_Tarefa do exercício_.
Informe quantas linhas das entradas contêm a palavra "scattered". Responda somente com o número.

_Lista de entradas_.
○ ○ ○ ○ ○ ○ ○

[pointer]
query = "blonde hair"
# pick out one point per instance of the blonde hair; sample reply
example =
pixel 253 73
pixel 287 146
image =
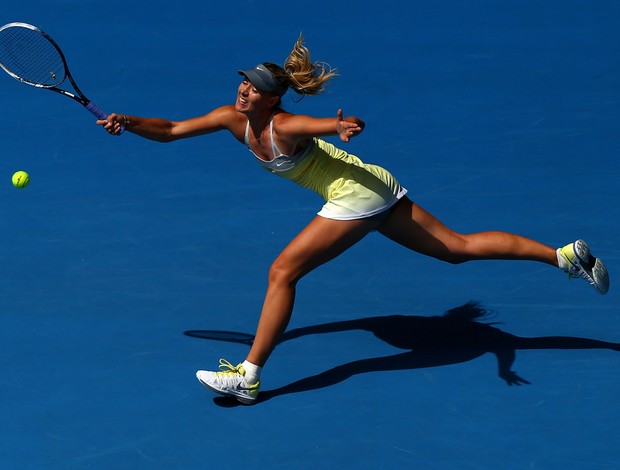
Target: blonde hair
pixel 301 74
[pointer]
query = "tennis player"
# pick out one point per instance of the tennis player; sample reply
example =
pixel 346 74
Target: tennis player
pixel 360 198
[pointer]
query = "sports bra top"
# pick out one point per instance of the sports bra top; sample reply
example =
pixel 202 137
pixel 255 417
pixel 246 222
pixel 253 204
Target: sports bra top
pixel 281 162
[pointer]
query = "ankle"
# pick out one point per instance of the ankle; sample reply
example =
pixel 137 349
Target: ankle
pixel 252 372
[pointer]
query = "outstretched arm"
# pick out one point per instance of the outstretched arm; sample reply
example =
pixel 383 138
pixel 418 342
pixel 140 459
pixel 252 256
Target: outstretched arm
pixel 295 127
pixel 164 130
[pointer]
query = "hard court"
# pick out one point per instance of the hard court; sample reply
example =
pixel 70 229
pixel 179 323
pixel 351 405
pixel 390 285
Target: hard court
pixel 128 264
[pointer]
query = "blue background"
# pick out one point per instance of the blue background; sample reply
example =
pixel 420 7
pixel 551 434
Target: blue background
pixel 494 114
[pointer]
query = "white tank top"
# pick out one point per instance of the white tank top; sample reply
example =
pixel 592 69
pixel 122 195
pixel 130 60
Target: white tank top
pixel 280 162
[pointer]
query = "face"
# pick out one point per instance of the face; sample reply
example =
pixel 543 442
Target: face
pixel 250 99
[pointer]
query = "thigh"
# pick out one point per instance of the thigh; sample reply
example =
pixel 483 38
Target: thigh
pixel 411 226
pixel 320 241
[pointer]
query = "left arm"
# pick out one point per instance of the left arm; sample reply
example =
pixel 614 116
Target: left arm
pixel 296 127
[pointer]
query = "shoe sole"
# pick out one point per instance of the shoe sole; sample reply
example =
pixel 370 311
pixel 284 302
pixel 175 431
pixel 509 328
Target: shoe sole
pixel 228 392
pixel 593 267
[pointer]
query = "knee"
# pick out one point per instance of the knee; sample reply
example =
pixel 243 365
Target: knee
pixel 282 272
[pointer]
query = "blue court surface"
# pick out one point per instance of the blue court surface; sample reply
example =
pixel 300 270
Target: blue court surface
pixel 128 264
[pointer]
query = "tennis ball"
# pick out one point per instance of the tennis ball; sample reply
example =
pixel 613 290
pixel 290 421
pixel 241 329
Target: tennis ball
pixel 21 179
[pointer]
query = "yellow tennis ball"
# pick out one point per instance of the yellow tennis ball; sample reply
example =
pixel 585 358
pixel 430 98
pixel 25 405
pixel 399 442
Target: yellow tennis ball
pixel 21 179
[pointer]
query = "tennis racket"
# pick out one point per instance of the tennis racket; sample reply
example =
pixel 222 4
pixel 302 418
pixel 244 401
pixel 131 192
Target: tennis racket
pixel 31 56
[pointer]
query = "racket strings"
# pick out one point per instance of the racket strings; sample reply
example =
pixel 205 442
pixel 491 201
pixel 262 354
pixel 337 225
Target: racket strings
pixel 31 57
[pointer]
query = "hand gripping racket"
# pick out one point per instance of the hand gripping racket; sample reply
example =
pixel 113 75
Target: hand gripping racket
pixel 31 56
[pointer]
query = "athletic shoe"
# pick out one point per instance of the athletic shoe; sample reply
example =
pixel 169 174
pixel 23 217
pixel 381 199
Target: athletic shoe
pixel 581 263
pixel 230 380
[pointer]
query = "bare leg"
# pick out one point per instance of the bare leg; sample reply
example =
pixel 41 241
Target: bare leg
pixel 322 240
pixel 411 226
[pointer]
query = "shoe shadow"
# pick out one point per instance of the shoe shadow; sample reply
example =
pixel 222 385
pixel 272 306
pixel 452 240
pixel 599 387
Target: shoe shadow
pixel 459 335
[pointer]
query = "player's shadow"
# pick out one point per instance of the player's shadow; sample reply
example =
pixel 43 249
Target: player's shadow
pixel 459 335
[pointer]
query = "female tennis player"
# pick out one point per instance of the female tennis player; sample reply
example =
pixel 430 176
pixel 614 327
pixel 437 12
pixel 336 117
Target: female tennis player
pixel 360 198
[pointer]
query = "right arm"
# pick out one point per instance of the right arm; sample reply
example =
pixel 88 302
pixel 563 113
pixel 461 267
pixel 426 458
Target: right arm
pixel 164 130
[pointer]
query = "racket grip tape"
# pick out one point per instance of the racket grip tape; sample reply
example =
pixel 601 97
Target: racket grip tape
pixel 97 111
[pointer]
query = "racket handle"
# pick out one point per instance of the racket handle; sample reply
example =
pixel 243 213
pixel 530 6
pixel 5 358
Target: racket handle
pixel 97 111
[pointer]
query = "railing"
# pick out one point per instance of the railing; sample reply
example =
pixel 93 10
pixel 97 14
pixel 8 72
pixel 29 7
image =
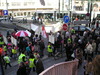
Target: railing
pixel 64 68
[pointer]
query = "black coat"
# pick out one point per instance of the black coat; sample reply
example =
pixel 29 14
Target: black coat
pixel 22 71
pixel 39 66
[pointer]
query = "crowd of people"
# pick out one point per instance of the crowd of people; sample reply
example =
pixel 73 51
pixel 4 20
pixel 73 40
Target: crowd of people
pixel 30 50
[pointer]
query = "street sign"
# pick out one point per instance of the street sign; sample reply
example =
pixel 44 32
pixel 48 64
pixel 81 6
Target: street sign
pixel 5 12
pixel 66 19
pixel 65 26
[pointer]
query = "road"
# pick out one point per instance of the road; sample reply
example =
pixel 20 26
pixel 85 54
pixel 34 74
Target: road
pixel 47 61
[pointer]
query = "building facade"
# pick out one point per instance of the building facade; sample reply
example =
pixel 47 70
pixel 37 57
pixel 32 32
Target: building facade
pixel 51 7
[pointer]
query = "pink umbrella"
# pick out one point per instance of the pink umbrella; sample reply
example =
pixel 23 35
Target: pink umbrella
pixel 21 33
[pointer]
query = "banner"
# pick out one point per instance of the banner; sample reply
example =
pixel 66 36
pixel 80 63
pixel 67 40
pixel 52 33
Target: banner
pixel 14 41
pixel 5 39
pixel 51 39
pixel 34 27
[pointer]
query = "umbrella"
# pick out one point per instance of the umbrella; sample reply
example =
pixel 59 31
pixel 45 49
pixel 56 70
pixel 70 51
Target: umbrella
pixel 21 33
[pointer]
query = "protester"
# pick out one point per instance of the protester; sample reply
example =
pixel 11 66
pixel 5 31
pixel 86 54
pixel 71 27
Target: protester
pixel 32 61
pixel 22 58
pixel 50 51
pixel 22 69
pixel 39 65
pixel 42 47
pixel 7 61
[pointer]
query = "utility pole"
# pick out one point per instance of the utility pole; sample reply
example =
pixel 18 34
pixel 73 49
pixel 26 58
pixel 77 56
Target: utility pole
pixel 59 9
pixel 89 10
pixel 62 7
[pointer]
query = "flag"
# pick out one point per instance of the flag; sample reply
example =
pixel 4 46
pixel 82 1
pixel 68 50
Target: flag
pixel 42 2
pixel 44 34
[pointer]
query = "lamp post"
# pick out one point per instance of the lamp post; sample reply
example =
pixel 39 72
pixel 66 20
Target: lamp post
pixel 59 8
pixel 1 64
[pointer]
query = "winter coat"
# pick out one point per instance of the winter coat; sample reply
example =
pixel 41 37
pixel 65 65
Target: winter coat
pixel 99 47
pixel 39 66
pixel 22 71
pixel 94 46
pixel 89 49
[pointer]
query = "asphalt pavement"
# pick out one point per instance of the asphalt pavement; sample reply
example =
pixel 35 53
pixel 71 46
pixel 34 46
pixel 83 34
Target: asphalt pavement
pixel 46 61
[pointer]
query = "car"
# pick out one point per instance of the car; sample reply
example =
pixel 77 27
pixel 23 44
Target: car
pixel 80 29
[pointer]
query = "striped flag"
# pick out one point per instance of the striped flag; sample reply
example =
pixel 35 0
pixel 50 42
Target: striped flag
pixel 42 2
pixel 44 34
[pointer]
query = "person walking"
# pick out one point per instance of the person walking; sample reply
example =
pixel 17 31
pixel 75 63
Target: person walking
pixel 22 69
pixel 88 50
pixel 39 65
pixel 7 61
pixel 22 58
pixel 42 47
pixel 50 51
pixel 32 63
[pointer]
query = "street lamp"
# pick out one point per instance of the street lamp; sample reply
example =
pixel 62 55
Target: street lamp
pixel 59 9
pixel 1 64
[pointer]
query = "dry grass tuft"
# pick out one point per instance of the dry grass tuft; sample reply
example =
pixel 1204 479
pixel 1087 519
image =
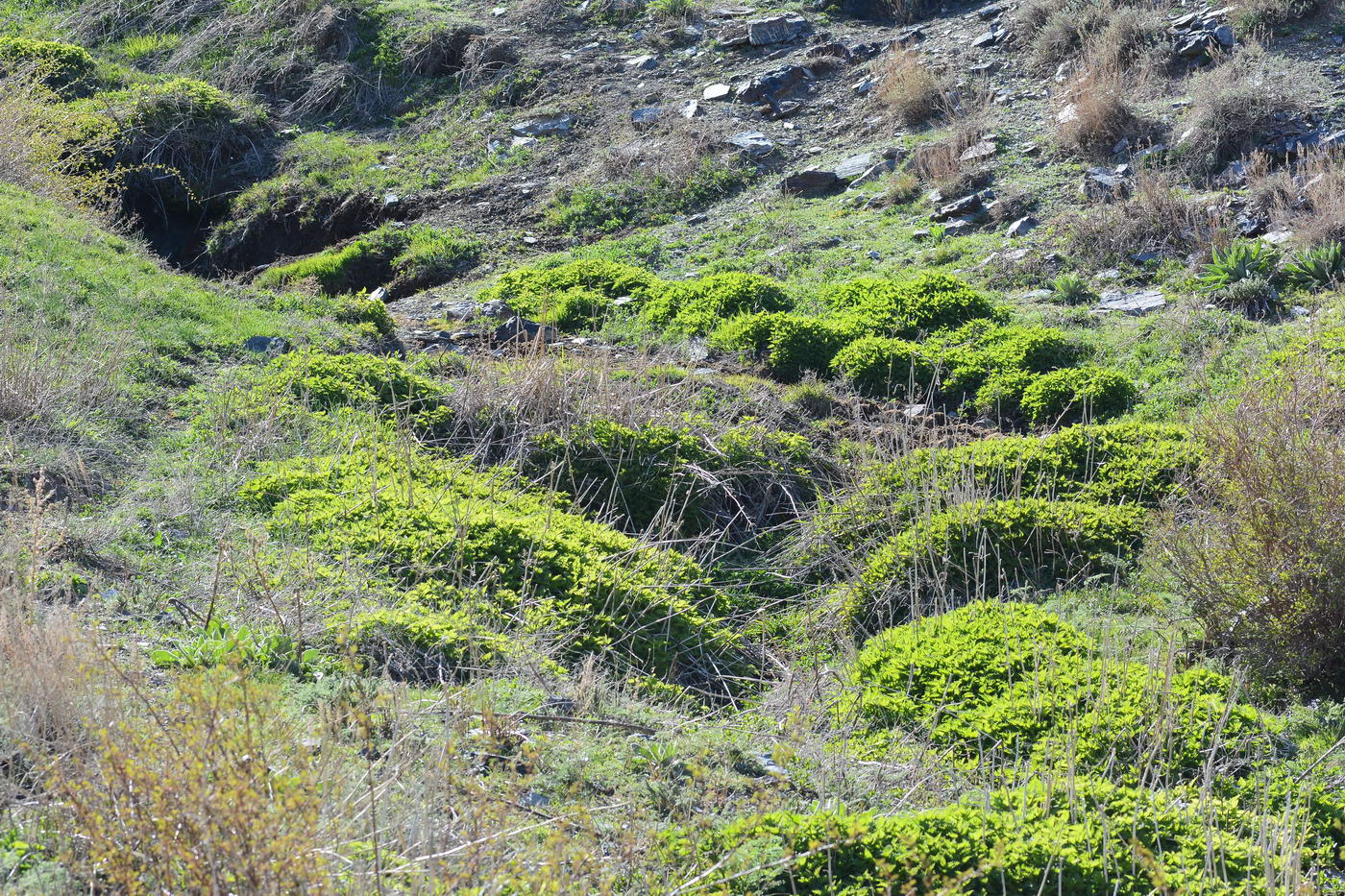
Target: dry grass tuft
pixel 1260 545
pixel 911 89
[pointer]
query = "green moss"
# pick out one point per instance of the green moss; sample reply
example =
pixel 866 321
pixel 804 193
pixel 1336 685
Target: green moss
pixel 403 257
pixel 1032 687
pixel 1079 393
pixel 988 547
pixel 675 476
pixel 426 521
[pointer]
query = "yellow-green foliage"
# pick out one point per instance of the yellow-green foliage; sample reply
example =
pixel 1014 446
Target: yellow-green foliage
pixel 1105 463
pixel 986 547
pixel 1026 684
pixel 884 365
pixel 1089 837
pixel 699 305
pixel 327 381
pixel 574 294
pixel 674 473
pixel 1078 393
pixel 925 303
pixel 430 521
pixel 61 66
pixel 403 257
pixel 215 792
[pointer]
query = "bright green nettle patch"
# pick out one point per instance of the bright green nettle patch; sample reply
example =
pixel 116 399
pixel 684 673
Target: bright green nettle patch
pixel 575 294
pixel 746 478
pixel 61 66
pixel 427 521
pixel 1091 837
pixel 698 305
pixel 988 547
pixel 884 366
pixel 1103 463
pixel 401 257
pixel 1078 393
pixel 1013 680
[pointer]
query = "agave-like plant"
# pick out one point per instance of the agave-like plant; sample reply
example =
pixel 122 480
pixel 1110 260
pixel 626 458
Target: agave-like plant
pixel 1071 288
pixel 1239 261
pixel 1318 268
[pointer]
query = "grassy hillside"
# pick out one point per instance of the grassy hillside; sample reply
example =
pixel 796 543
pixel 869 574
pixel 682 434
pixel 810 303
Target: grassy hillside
pixel 437 458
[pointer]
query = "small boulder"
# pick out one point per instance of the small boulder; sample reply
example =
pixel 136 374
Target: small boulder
pixel 810 183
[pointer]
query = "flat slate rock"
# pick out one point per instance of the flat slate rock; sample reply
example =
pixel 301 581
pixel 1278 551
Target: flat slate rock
pixel 1133 303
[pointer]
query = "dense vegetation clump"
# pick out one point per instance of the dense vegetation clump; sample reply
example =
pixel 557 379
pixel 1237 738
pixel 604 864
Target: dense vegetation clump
pixel 436 523
pixel 1026 684
pixel 401 258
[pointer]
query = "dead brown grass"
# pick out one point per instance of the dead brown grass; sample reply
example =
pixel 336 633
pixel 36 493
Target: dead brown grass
pixel 911 87
pixel 1260 545
pixel 1093 114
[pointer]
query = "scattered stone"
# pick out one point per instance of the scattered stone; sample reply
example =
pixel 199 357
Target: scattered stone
pixel 1132 303
pixel 1103 184
pixel 752 143
pixel 978 151
pixel 1250 225
pixel 810 183
pixel 854 166
pixel 772 84
pixel 965 206
pixel 518 328
pixel 544 125
pixel 266 345
pixel 646 117
pixel 763 33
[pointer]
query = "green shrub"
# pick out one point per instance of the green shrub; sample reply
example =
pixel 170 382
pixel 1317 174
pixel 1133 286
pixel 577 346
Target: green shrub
pixel 330 381
pixel 420 521
pixel 575 292
pixel 1239 261
pixel 883 366
pixel 802 345
pixel 61 66
pixel 749 334
pixel 986 547
pixel 1320 268
pixel 1089 837
pixel 697 307
pixel 984 350
pixel 1105 463
pixel 1032 687
pixel 1078 393
pixel 403 258
pixel 659 473
pixel 927 303
pixel 419 643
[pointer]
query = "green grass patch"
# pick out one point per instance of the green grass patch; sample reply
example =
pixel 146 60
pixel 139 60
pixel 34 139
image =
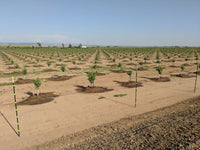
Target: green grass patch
pixel 119 95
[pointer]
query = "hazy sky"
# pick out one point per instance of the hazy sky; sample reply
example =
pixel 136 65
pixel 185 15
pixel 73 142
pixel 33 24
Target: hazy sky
pixel 102 22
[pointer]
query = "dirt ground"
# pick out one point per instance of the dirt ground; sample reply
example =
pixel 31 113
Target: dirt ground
pixel 172 127
pixel 72 111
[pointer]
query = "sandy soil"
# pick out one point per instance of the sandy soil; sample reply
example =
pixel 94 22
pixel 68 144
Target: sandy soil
pixel 172 127
pixel 73 111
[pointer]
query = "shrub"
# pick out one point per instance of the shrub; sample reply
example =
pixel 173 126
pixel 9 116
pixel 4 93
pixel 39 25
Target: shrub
pixel 129 73
pixel 91 78
pixel 160 70
pixel 37 83
pixel 24 71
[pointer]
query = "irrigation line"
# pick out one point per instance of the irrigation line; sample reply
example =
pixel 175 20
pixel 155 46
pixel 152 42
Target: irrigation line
pixel 17 117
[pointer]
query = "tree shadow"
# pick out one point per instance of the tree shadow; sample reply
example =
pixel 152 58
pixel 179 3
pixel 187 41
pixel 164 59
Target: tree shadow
pixel 9 123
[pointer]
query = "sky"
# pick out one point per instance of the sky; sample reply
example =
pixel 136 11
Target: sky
pixel 101 22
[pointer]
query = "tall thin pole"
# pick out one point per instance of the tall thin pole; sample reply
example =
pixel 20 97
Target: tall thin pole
pixel 17 117
pixel 136 86
pixel 195 84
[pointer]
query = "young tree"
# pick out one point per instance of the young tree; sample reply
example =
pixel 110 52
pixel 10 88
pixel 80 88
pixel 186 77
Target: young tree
pixel 158 62
pixel 63 45
pixel 186 59
pixel 48 64
pixel 160 70
pixel 129 73
pixel 37 83
pixel 95 68
pixel 24 71
pixel 39 44
pixel 119 66
pixel 173 60
pixel 63 69
pixel 16 66
pixel 182 68
pixel 80 45
pixel 73 62
pixel 145 59
pixel 91 78
pixel 141 63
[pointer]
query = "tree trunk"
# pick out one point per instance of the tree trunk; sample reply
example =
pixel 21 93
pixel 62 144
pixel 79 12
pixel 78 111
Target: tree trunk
pixel 37 92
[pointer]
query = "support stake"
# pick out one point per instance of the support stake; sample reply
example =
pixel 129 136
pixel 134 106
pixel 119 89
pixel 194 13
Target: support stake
pixel 17 118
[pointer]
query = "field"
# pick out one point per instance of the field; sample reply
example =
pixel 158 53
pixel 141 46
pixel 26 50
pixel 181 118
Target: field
pixel 67 104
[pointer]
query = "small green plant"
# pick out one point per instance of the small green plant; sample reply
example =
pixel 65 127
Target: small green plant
pixel 141 63
pixel 129 73
pixel 37 83
pixel 173 60
pixel 119 66
pixel 101 97
pixel 48 64
pixel 95 68
pixel 145 59
pixel 120 95
pixel 16 66
pixel 24 71
pixel 160 70
pixel 91 78
pixel 73 62
pixel 63 69
pixel 182 68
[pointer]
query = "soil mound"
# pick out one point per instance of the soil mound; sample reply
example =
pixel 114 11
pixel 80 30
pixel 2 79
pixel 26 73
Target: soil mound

○ ○ ○ ○ ○ ○ ○

_Solução da tarefa_.
3